BEGIN

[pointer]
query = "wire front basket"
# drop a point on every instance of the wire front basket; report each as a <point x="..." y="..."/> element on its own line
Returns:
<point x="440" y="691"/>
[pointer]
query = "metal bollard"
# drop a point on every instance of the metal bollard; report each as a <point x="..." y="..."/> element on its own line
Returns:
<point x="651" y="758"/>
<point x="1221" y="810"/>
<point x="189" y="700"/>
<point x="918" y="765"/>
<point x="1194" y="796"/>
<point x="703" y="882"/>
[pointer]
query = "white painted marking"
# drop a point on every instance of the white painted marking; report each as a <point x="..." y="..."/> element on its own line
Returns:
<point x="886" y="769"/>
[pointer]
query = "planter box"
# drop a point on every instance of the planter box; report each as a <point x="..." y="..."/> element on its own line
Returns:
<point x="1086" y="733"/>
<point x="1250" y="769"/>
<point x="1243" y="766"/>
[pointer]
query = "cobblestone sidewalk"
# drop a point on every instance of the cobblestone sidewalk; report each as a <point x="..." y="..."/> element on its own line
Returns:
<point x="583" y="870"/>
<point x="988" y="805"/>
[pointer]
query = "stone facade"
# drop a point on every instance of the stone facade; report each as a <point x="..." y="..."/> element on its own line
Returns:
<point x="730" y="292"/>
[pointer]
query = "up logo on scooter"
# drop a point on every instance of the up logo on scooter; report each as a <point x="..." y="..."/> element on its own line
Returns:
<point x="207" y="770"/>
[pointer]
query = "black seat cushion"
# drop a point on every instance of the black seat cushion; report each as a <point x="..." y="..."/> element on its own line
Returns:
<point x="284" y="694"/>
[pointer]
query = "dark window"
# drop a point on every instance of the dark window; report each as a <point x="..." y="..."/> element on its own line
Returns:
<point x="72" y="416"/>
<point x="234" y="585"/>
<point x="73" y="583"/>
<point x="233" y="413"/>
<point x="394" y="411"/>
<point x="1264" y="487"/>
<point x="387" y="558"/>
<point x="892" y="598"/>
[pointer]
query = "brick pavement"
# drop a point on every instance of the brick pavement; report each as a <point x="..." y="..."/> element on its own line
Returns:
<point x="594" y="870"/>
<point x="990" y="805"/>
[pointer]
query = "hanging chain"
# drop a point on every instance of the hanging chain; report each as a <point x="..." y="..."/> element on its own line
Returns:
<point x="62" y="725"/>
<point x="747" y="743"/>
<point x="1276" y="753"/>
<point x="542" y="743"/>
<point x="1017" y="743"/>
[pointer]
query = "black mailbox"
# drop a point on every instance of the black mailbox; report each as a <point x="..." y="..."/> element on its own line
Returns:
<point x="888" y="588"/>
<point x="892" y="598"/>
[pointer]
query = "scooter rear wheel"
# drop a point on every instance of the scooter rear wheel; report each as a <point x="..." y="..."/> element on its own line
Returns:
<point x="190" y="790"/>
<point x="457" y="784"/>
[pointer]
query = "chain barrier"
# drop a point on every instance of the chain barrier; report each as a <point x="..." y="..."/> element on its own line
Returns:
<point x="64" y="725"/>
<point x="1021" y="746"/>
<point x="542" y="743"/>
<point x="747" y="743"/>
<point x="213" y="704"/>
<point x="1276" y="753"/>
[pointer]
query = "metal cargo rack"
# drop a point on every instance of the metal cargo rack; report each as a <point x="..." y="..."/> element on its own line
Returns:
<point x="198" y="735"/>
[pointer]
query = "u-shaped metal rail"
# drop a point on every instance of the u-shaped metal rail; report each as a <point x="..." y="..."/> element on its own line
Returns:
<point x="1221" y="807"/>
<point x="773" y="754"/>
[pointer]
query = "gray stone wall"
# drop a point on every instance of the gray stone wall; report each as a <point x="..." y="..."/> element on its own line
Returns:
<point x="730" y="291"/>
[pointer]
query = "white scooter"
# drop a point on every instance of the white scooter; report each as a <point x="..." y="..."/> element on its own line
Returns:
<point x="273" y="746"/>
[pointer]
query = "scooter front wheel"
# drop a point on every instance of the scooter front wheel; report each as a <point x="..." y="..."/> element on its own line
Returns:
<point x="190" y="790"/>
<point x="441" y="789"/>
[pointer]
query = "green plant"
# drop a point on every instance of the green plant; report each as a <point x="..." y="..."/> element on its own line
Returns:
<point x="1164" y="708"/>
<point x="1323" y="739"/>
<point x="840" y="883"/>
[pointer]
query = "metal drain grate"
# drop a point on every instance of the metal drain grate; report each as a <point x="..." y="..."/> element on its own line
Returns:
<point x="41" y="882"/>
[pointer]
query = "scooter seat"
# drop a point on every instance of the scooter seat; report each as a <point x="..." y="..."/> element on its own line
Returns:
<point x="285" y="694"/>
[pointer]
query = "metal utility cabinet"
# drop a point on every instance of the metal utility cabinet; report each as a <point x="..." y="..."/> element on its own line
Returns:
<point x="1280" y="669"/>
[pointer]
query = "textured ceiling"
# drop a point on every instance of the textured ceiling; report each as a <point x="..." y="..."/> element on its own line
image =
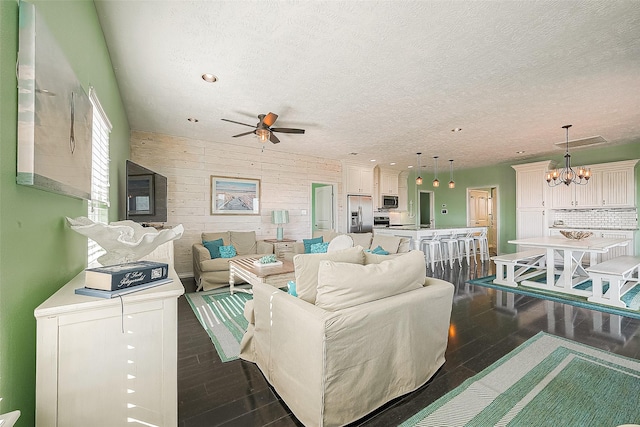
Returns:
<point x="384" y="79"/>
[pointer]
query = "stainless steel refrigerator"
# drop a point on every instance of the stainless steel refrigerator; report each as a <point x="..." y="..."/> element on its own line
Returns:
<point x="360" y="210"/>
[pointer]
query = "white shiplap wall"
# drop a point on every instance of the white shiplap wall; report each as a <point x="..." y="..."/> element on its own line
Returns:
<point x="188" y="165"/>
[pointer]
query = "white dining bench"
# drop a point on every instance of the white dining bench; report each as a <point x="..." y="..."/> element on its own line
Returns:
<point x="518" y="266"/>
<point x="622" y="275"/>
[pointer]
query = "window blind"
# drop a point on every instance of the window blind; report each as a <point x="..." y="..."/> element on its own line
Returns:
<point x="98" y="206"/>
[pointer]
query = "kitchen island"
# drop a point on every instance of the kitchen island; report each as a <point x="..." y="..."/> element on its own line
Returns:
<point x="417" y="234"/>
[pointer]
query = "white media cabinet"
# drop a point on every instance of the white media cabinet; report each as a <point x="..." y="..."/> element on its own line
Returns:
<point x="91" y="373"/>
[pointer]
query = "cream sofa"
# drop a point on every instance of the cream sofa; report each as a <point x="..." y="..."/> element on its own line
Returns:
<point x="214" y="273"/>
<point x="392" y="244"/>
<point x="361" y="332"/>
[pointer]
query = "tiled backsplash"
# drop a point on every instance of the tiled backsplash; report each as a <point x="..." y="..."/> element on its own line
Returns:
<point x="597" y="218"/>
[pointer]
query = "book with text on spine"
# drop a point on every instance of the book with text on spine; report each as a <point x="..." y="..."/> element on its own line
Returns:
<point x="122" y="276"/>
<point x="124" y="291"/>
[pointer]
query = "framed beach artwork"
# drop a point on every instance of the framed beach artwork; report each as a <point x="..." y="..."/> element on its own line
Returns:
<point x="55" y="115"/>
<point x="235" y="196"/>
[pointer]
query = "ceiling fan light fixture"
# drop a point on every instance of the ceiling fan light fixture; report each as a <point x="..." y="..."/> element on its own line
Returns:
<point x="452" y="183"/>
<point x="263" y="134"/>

END

▸ Written request:
Reproduce all of the material above word for word. Omit the pictures.

▸ Solution to this exercise:
[pointer]
query = "wire front basket"
# drop a point on every instance of the wire front basket; report each as a <point x="..." y="..."/> element on its own line
Returns:
<point x="440" y="691"/>
[pointer]
query = "metal bollard"
# drop a point on every instance of the metal bollard; report each as a <point x="..." y="..."/> element on its own line
Returns:
<point x="651" y="758"/>
<point x="1221" y="810"/>
<point x="189" y="700"/>
<point x="918" y="765"/>
<point x="1194" y="796"/>
<point x="703" y="882"/>
[pointer]
query = "white painted marking"
# drop a point on every instance of the white painted marking; report each as a <point x="..." y="..."/> element on its own line
Returns:
<point x="886" y="769"/>
[pointer]
query = "planter box"
# drop a point on every instance of the planter box; report each as a <point x="..." y="..."/> element on its own line
Returns:
<point x="1086" y="733"/>
<point x="1250" y="769"/>
<point x="1243" y="766"/>
[pointer]
query = "cobblestone sidewalk"
# drop a point on every instance of the cobblestone sidewalk; report each as a <point x="..." y="..."/> element on its own line
Returns:
<point x="583" y="870"/>
<point x="988" y="805"/>
[pointer]
query = "stone facade"
# drop a point on every instance of the stone facade; report each as a <point x="..." y="..."/> element on its own line
Returns:
<point x="730" y="292"/>
[pointer]
query = "up logo on scooter"
# drop a point on every instance of the up logo on scooter; report each as a <point x="..." y="..."/> element on its own line
Returns:
<point x="207" y="770"/>
[pointer]
query = "black seat cushion"
# drop a point on every instance of the black seat cushion; report each as a <point x="..." y="..."/> element on its own line
Returns:
<point x="284" y="694"/>
[pointer]
query = "dark window"
# drop a point on every instance of the dark window; report each as a <point x="..." y="..."/> element on its own line
Returns:
<point x="72" y="416"/>
<point x="234" y="585"/>
<point x="73" y="583"/>
<point x="233" y="413"/>
<point x="394" y="411"/>
<point x="1264" y="487"/>
<point x="387" y="558"/>
<point x="892" y="598"/>
[pointer]
query = "brick pavement"
# drop a point on every instance of the brick pavement; report each as a <point x="..." y="..."/> element on its own line
Returns:
<point x="594" y="870"/>
<point x="990" y="805"/>
[pointer]
query = "hanging chain"
# drop a point on every instance of the hanging chain; report each as a <point x="..." y="..."/> element on its own line
Returns:
<point x="62" y="725"/>
<point x="747" y="743"/>
<point x="1276" y="753"/>
<point x="542" y="743"/>
<point x="1017" y="743"/>
[pointer]
query = "black mailbox"
# drop a point on every instance of the black mailbox; report each as a <point x="..." y="..."/> element on its own line
Returns:
<point x="888" y="588"/>
<point x="892" y="598"/>
[pointer]
query = "scooter rear wheel"
# drop a point on every instance of the scooter rear wheel; report each as a <point x="..." y="..."/> element on its own line
Returns:
<point x="190" y="790"/>
<point x="457" y="784"/>
[pointer]
query = "chain barrier"
# drop a point on every instance of the chain barrier; report each as a <point x="..." y="..."/> element on its own line
Returns:
<point x="64" y="725"/>
<point x="1021" y="746"/>
<point x="542" y="743"/>
<point x="747" y="743"/>
<point x="213" y="704"/>
<point x="1276" y="753"/>
[pointer]
query = "metal cargo rack"
# drop a point on every instance of the metal cargo rack; report each as a <point x="..." y="..."/> element on its own line
Returns:
<point x="198" y="735"/>
[pointer]
query = "u-shaped metal rail"
# drop a point on every instance of the u-shaped metal rail; report each as a <point x="..." y="..."/> element on its own line
Returns:
<point x="1221" y="807"/>
<point x="773" y="754"/>
[pointer]
query = "gray stone wall"
# drop a point on every instance of the gray stone wall; report each as a <point x="..." y="..."/> element on its own line
Returns:
<point x="730" y="291"/>
[pointer]
query = "white scooter"
# drop a point on every instance of the white scooter; report each as a <point x="..." y="..."/> element on its own line
Returns:
<point x="273" y="746"/>
[pointer]
query = "scooter front wheel"
# drop a point on every instance of the scooter front wheel; report each as a <point x="..." y="..."/> element on its own line
Returns:
<point x="190" y="790"/>
<point x="441" y="789"/>
[pointer]
query = "green plant"
# drop a point on every instance of the green plant; report each as a <point x="..." y="..."/> element on its own line
Returns:
<point x="1164" y="708"/>
<point x="1323" y="739"/>
<point x="840" y="883"/>
[pointer]
query = "metal drain grate"
# drop a point on every instance of the metal drain grate; report each as a <point x="..." y="..."/> element on its own line
Returns:
<point x="41" y="882"/>
[pointer]
query = "scooter seat"
# drop a point on every instance of the scooter seat; report each as a <point x="..." y="..."/> element on its own line
Returns:
<point x="285" y="694"/>
[pointer]
query = "metal utility cabinet"
# drop a point on every instance of the metal utility cabinet; report each as a <point x="..." y="..."/> element on its own line
Returns:
<point x="1280" y="669"/>
[pointer]
query = "textured ceiling"
# drop a point on every instance of the textured ceiling; report each as a <point x="..." y="..."/> element on its own line
image =
Returns:
<point x="384" y="79"/>
[pointer]
query = "stainless steel refrigerator"
# drop a point on every instance of the stainless steel refrigerator; report each as a <point x="..." y="..."/> element on its own line
Returns:
<point x="360" y="210"/>
[pointer]
query = "white shiplap wall"
# drop a point on every instance of the white shiplap wall; report each as a <point x="..." y="..."/> element on its own line
Returns:
<point x="188" y="165"/>
[pointer]
query = "white dining bench"
# drop a point on every instance of the white dining bench; report each as a <point x="..." y="..."/> element on its own line
Returns:
<point x="518" y="266"/>
<point x="622" y="275"/>
[pointer]
query = "window blind"
# drop a point on every instance of the window blind; report each as a <point x="..." y="..."/> element on its own line
Returns:
<point x="98" y="206"/>
[pointer]
query = "kitchen island"
# drop a point on every instance of the kitchen island; report each as a <point x="..." y="..."/> element on its own line
Returns:
<point x="417" y="234"/>
[pointer]
query = "white media cabinet"
# drop a point on every instance of the white media cabinet; report each as a <point x="..." y="..."/> element on its own line
Returns:
<point x="91" y="373"/>
[pointer]
query = "cream sofa"
# drop a point on every instance of the cream sofa; report each as a <point x="..." y="..."/> element on its own line
Returns:
<point x="214" y="273"/>
<point x="392" y="244"/>
<point x="361" y="332"/>
[pointer]
query = "tiled backsplash"
# drop a point on every instance of the tiled backsplash; report each as a <point x="..." y="..."/> element on its own line
Returns:
<point x="597" y="218"/>
[pointer]
query = "book with text on spine"
# drop a point on every instance of the book with text on spine; report each as a <point x="..." y="..."/> element on its own line
Returns:
<point x="122" y="276"/>
<point x="124" y="291"/>
[pointer]
query = "framed beach artwork"
# drop a point on every instance of the framed beach artwork; report each as a <point x="..." y="..."/> element on its own line
Returns:
<point x="55" y="115"/>
<point x="235" y="196"/>
[pointer]
query = "ceiling fan light fixture"
# drop a point on every instance of the ceiling fan light fixture; report each as a <point x="..." y="..."/> element on its own line
Returns:
<point x="452" y="183"/>
<point x="263" y="134"/>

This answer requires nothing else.